Text passage
* * * * *
Virtual and real sensors on 1CH-gateway (ESP)?

I installed https://github.com/things4u/ESP-1ch-Gateway-v5.0 and this mono channel gateway is working properly.
I want to add a sensor (ds18b20 or gps or … no matter for the moment I want to discover, learn and test ! ) on this deck but do not understand how to do it despite my long readings and research.

Some problems for the moment (yes I’m a newbie

First problem : I see a startup error

1:1:3. WiFi connect SSID=xxxx, pass=xxxxxxxxx
A WlanStatus:: CONNECTED to xxxx
LoRaSensors:: 
G ERROR:: addLog:: file=/log-0 does not exist .. rec=1

(idem after formatting again)

Second -but minor- problem : GATEWAYNODE = 1
#define GATEWAYNODE 1 in ESP-sc-gway.h but I have to pass "Gateway Node" to "ON" using the web server.

Third -and really big !- problem : I can not understand what I’m reading …
whether on the serial port monitor (IDE Arduino) or in the TTN console.
In other words, what can I do with the data displayed in https://console.thethingsnetwork.org/gateways/eui-xxxxxxxxxx/traffic ?

Indeed, for the moment so I do not know how to add sensors.
I simply note the display of a virtual node … that I have to demystify
So,if you could offer me links (tutorial) I would really appreciate them.
(and at the same time a link to learn how to insert a real sensor on this gateway (for example to read the tension or the temperature of the room in which I try to think or anything else ! )

Thank you in advance
Tix

Looking at the source, you have to define your own code for reading sensors and putting their values in payload in the _sensor.ino file by modifying the LoRaSensors() function (which is only a sample). However, I did not try yet.

Regarding the first problem, it is not clear to me but at first installation likely the log file does not exist and will be created, but if you keep formatting, it will never exist. What happens at the second run without formatting?

Third: look at the payload format and write a decoder function for it in the payoloads format tab of the console.

Thanks a lot for your return UdLoRa,

Looking at the source, you have to define your own code for reading sensors and putting their values in payload in the _sensor.ino file […]

I have something to occupy my evenings until next year !

The example code below adds a battery value in lCode (encoding protocol) but
// of-course you can add any byte string you wish

Now, with your help, I must admit that I could have found it … but I did not find it alone … where to look!

Regarding the first problem, it is not clear to me but at first installation likely the log file does not exist and will be created, but if you keep formatting, it will never exist.

First : #define _SPIFF_FORMAT 1 (in ESP-sc-gway.h) and compile , upload ESP-sc-gway.ino and run
Second : #define _SPIFF_FORMAT 0 (in ESP-sc-gway.h) compile again, upload ESP-sc-gway.ino and run ==>

rst:0x1 (POWERON_RESET),boot:0x17 (SPI_FAST_FLASH_BOOT)
* * * * *
Material
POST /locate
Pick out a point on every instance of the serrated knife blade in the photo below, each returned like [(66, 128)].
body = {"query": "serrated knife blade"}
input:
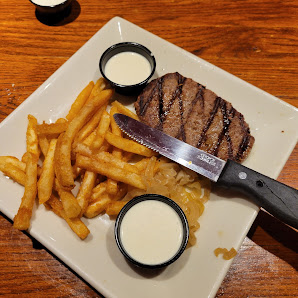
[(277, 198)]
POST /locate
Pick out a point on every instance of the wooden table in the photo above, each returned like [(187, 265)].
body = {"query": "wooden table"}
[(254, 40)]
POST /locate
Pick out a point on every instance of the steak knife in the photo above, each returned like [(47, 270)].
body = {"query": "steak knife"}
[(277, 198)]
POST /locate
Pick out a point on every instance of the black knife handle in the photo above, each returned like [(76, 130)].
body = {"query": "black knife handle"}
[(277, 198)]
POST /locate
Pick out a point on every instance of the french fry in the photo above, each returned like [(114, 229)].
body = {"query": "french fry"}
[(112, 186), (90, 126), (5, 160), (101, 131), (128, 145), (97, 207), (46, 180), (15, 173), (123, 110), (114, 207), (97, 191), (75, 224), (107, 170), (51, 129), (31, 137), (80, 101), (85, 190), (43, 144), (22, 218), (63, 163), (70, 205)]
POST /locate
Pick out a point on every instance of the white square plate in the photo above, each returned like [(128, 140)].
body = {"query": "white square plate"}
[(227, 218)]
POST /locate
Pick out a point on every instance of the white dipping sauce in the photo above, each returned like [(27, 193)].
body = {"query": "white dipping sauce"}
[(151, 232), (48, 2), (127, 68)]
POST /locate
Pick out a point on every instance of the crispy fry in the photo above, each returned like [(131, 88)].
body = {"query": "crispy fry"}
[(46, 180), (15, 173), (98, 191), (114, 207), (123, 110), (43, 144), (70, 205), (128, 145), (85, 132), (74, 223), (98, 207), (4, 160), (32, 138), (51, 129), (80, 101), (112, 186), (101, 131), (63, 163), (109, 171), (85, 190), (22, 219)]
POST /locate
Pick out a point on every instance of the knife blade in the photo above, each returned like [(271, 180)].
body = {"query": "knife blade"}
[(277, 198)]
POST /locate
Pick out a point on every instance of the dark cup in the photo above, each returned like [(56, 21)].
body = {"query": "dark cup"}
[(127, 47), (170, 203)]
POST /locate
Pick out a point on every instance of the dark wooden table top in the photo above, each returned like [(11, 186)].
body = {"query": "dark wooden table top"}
* * * * *
To-do list
(a) Repeat the part of the ESP gateway forum thread from "First problem : I" to "after formatting again)".
(b) Continue the ESP gateway forum thread from the point where it stops.

Exercise results
(a)
First problem : I see a startup error

1:1:3. WiFi connect SSID=xxxx, pass=xxxxxxxxx
A WlanStatus:: CONNECTED to xxxx
LoRaSensors:: 
G ERROR:: addLog:: file=/log-0 does not exist .. rec=1

(idem after formatting again)

(b)
configsip: 0, SPIWP:0xee
clk_drv:0x00,q_drv:0x00,d_drv:0x00,cs0_drv:0x00,hd_drv:0x00,wp_drv:0x00
mode:DIO, clock div:1
load:0x3fff0018,len:4
load:0x3fff001c,len:808
load:0x40078000,len:6084
load:0x40080000,len:6696
entry 0x400802e4
ESP32 defined, freq=868100000 EU868
ARDUINO_ARCH_ESP32 defined
SPIFFS init success
Assert=Do Asserts
debug=1
readConfig:: Starting
M ERR:: readConfig, file=/gwayConfig.txt does not exist … Formatting

No doubt a big mistake on my part … and again ?

added December 30, 2018:
I just added in the file ESP-sc-gway.ino the following line:
#include <esp_spiffs.h
and that seems to have solved that problem …

Finally with regard to the third point.
I now know what I have to do: work and work again
I have read a lot of criticism on a gateway “1ch”: personally it already allows many discoveries around the configuration “lorawan” even before having transmitted any telemetry.
What do you hope for a few euros?

I think that, regarding the educational aspect, there aren’t many criticisms. Criticisms are mostly about building a network infrastructure where sub-standard components could become dominant, limiting some of the network capabilities (OTAA, ADR, etc).

The discussion about “criticism of a single channel gateway” should focus on the regulatory requirements to operate in the radio band in the country of operation. For example in Australia to work in the 915 band its a legal requirement to change channels with each transmission. The primary requirement is to reduce interference to other users of the same shared radio resource. Being an ISM band its used for all sorts of application, many of these are nothing to do with Lora. I remember thinking when reading the radio spectrum rules for AU915 that an 8 channel gateway may not comply, I had the feeling the regulators expected the radio transmitter to randomly change throughout all 64 channels allocated in the band.

Ok, thanks for your returns, UdLoRa and TonySmith
I was referring to what I read here: http://things4u.github.io/DeveloperGuide/ArchitectureGuide/architecture.html (but this article may be out of date, TTN software both ESP 1ch other hand have evolved without doubt ?)
below is the excerpt in question

Single Channel Gateways

Single Channel gateways are LoRa devices that receive and transmit only on one channel and at one speed. This means that they will only receive a fraction (mostly 10% or so) of all LoRa messages that are transmitted in their area. However, they might come in useful in areas with less dense traffic or for private networks where we want to provide a service for only a limited set of well-known devices.

Single channel gateways have no downlink functions, so it is not possible for applications to send messages (back) to a device. However, and more important, they cannot forward Join Accept messages as well. This means that single channel gateways can only be used with ABP addressing. Also, cost of a single channel gateway is very much lower than a full-blown LoRa Gateway.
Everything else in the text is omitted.